** START Excerpt **
Pasting together \code{character} strings has many uses, e.g., assembling informative messages to be printed, programmatically creating file names or file paths, etc. If we pass numbers, they are converted to \code{character} before pasting. The default separator is a space character, but this can be changed by passing a \code{character} string as an argument for parameter \code{sep}.

<<char-paste-01>>=
paste("n =", 3)
paste("n", 3, sep = " = ")
@

Pasting constants, as shown above,  is of little practical use. In contrast, combining values stored in different variables is a very frequent operation when working with data. A simple use example follows. Assuming vector \code{friends} contains the names of friends and vector \code{fruits} the fruits they like to eat we can paste these values together into short sentences.

<<char-paste-02>>=
friends <- c("John ", "Yan ", "Juana ", "Mary ")
fruits <- c("apples", "lichees", "oranges", "strawberries")
paste(friends, "eats ", fruits, ".", sep = "")
@

\begin{playground}
 Why was necessary to pass \code{sep = ""} in the call to \Rfunction{paste()} in the example above? First try to predict what will happen and then remove \code{, sep = ""} from the statement above and run it to learn the answer. Try your own variations of the code until you understand the role of the separator string.
\end{playground}

We can pass an additional argument to tell that the vector resulting from the paste operation is to be collapsed into a single \code{character} string. The argument passed to collapse is used as the separator. I use here \code{cat()} so that the newline character is obeyed in the display of the single character string.

<<char-paste-03>>=
cat(paste(friends, "eats ", fruits, collapse = ".\n", sep = ""))
@

\begin{explainbox}
When the vectors are of different length, as in the last example above, the shorter one is recycled as many times as needed, which is not always what we want. To void the recycling, we need to first collapse the members of the long vector \code{fruits} into a vector of length one. We can achieve this by nesting two calls to \Rfunction{paste()}, and passing an argument to \code{collapse} in the inner function call.

<<char-paste-04>>=
collapsed_fruits <- paste(fruits, collapse = ", ")
paste("My friends eat", collapsed_fruits, "and other fruits.")
@

The nesting of function calls is explained in section \ref{sec:script:pipes} on page \pageref{sec:script:pipes}. However, as the two statements above would in most cases be written as nested function calls, I add this example for reference.
** END Excerpt **
** START Data records **
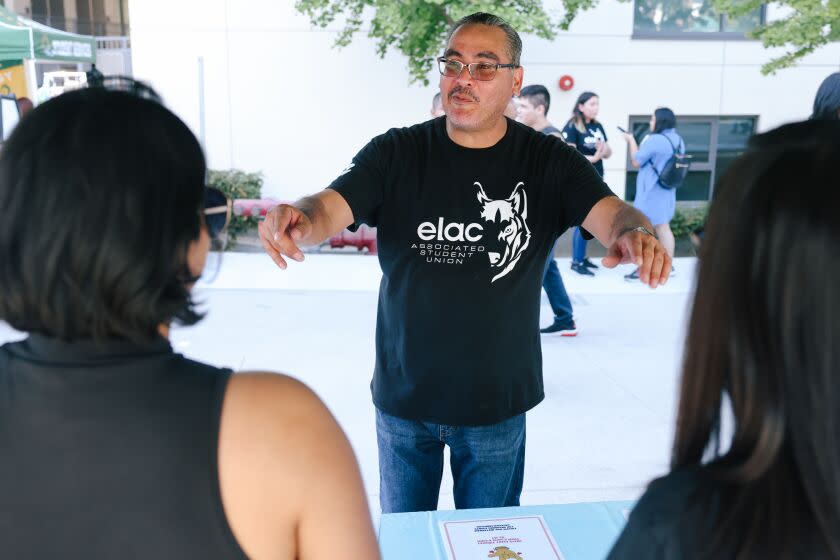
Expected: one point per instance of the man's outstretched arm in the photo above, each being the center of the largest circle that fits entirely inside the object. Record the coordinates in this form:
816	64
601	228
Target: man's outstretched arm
629	237
309	221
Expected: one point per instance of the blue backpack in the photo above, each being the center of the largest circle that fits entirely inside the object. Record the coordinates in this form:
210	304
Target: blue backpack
676	169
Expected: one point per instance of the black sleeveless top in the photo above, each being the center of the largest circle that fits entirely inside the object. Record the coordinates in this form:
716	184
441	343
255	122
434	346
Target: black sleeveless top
110	451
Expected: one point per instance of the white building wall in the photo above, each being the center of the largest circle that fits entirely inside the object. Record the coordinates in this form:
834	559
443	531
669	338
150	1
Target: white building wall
279	99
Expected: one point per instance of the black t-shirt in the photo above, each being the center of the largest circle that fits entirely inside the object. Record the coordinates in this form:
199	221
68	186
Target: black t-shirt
586	142
463	236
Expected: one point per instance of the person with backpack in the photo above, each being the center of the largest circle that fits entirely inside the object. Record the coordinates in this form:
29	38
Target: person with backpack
585	133
659	160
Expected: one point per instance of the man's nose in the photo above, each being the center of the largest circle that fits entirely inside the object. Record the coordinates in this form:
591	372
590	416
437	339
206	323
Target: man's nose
464	78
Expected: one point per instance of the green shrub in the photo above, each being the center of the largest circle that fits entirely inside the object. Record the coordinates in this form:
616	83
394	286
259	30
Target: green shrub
237	184
687	220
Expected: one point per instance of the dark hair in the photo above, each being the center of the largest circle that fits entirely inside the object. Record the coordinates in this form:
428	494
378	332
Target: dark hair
538	96
665	119
100	197
764	336
577	115
483	18
827	100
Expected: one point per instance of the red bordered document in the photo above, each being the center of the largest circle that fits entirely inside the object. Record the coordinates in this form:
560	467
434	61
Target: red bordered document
510	538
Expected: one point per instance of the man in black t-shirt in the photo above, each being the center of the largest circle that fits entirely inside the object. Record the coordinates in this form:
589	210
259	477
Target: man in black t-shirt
467	208
533	104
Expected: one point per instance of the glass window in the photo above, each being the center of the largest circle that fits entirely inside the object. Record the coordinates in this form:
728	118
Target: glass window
732	137
697	137
689	16
714	142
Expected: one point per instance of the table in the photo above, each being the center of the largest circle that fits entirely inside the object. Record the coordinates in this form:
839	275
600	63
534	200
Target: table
584	531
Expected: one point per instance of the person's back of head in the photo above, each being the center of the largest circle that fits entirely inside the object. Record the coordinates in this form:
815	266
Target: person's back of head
534	102
95	241
764	336
25	106
827	99
578	118
665	120
101	200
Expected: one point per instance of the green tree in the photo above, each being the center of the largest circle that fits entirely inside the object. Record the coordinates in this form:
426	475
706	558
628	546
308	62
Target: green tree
808	25
418	28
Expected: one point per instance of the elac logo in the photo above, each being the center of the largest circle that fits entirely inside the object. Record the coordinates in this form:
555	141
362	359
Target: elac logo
508	215
514	235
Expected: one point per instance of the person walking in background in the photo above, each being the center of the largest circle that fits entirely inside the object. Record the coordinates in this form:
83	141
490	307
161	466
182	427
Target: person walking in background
532	108
584	132
652	199
827	100
763	347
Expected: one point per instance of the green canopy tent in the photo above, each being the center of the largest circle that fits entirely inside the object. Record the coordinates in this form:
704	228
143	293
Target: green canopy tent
22	38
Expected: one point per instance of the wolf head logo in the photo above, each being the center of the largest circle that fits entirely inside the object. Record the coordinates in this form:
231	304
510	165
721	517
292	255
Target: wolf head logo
509	215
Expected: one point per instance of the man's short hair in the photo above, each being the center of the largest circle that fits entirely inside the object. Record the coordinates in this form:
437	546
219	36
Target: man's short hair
483	18
537	95
95	244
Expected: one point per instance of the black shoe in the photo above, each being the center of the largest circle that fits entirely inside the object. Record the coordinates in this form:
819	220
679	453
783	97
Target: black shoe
561	329
580	268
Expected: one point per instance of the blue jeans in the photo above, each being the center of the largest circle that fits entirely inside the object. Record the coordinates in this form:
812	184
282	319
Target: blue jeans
488	463
556	291
578	246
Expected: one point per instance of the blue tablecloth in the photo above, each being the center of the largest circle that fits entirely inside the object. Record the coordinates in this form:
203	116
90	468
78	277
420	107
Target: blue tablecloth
584	531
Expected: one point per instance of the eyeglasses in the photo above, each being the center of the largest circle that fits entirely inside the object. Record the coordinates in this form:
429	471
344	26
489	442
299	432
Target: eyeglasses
481	71
217	211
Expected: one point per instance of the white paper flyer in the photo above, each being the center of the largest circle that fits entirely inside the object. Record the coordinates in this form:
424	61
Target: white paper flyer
511	538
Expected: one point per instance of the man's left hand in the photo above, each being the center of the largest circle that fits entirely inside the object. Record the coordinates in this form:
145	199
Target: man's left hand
643	250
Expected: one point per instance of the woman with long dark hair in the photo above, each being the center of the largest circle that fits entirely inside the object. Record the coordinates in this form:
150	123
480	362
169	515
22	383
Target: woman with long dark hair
763	347
112	445
827	100
656	201
584	132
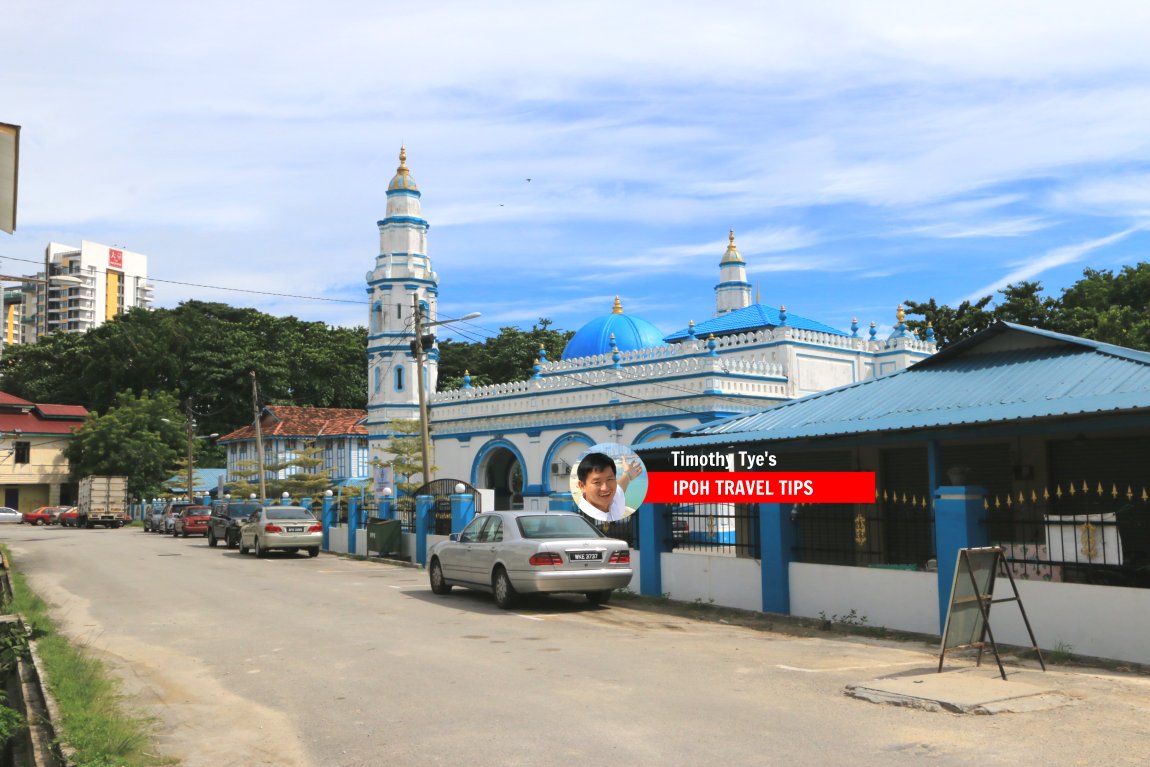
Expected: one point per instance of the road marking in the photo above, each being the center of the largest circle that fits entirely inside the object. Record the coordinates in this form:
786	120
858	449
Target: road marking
846	668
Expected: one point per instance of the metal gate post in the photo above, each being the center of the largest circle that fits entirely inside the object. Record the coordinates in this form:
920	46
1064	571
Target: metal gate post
352	523
424	523
958	524
462	511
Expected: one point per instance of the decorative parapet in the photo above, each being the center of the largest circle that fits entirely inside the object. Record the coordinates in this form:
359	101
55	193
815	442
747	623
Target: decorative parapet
557	376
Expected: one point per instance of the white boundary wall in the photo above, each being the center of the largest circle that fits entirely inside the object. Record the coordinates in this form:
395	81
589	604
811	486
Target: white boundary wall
895	599
1101	621
1087	620
727	581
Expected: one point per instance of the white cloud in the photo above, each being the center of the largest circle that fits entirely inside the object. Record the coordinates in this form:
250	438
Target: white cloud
1051	259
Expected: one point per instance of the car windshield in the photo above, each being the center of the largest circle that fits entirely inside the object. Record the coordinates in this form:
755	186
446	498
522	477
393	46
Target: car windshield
289	514
242	511
557	526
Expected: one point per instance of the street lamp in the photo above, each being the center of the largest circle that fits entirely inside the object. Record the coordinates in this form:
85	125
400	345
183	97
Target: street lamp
418	352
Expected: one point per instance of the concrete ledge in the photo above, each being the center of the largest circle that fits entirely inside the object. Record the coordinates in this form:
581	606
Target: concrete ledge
964	691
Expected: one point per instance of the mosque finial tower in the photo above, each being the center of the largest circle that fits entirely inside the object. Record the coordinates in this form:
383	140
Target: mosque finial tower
401	276
733	291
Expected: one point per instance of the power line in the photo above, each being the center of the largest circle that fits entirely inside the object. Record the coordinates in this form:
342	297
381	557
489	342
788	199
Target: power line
234	290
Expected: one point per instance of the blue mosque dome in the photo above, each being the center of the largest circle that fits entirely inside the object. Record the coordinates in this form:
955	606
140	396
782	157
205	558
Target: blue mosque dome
629	332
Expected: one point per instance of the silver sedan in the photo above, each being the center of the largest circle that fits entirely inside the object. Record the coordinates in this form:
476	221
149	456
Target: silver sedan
508	553
288	528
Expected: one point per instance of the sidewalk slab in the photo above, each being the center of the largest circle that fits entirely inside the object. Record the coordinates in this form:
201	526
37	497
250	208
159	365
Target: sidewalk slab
964	691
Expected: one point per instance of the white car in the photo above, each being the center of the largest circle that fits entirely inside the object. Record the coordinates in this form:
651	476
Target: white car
507	553
288	528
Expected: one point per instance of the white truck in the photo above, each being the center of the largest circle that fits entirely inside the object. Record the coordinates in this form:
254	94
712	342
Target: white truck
102	500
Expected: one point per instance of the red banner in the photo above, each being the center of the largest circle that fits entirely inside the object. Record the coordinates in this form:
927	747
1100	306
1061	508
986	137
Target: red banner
760	488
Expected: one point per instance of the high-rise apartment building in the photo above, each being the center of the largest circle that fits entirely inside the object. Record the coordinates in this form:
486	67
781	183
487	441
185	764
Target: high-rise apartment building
112	280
** END Data records **
- [Task set]:
1. Name every friend stored in the vector `friends` in the excerpt on pasting character strings.
2. Resume the excerpt on pasting character strings after its last sentence.
The listing comes from a source separate from the excerpt on pasting character strings.

- [The responses]:
1. John, Yan, Juana, Mary

2.
<<char-paste-05>>=
paste("My friends eat", paste(fruits, collapse = ", "), "and other fruits.")
@

\end{explainbox}

Function \Rfunction{strrep()} repeats and pastes \code{character} strings into a new longer \code{character string}, while function \Rfunction{rep()} repeats character strings without pasting them together, returning a longer vector with each repeat of the string as a separate member.

<<char-strrep-01>>=
rep(x = "ABC", times = 3)
strrep(x = "ABC", times = 3)
strrep(x = "ABC", times = c(2, 4))
strrep(x = c("ABC", "X"), times = 2)
strrep(x = c("ABC", "X"), times = c(2, 5))
@

\begin{faqbox}{How to trim leading and/or trailing whitespace in character strings?}
Use function \Rfunction{trimws()} (see below for examples).
\end{faqbox}

Trimming\index{character strings!whitespace trimming} leading and trailing whitespace is a frequent operation. \Rlang function \Rfunction{trimws()} implements this operation as shown below.

<<char-str-00a>>=
trimws(x = " two words ")
trimws(x = c("  eight words and a newline at the end\n", " two words "))
@

\begin{playground}
Function \Rfunction{trimws()} has additional parameters that make it possible to select which end of the string is trimmed and which characters are considered whitespace. Use \code{help(trimws)} to access the help and study this documentation. Modify the example above so that only trailing whitespace is removed, and so that the newline character \verb!\n! is not considered whitespace, and thus not trimmed away.
\end{playground}

Within\index{character strings!position-based operations} \Rclass{character} strings, substrings can be extracted and replaced \emph{by position} using \Rfunction{substring()} or \Rfunction{substr()}.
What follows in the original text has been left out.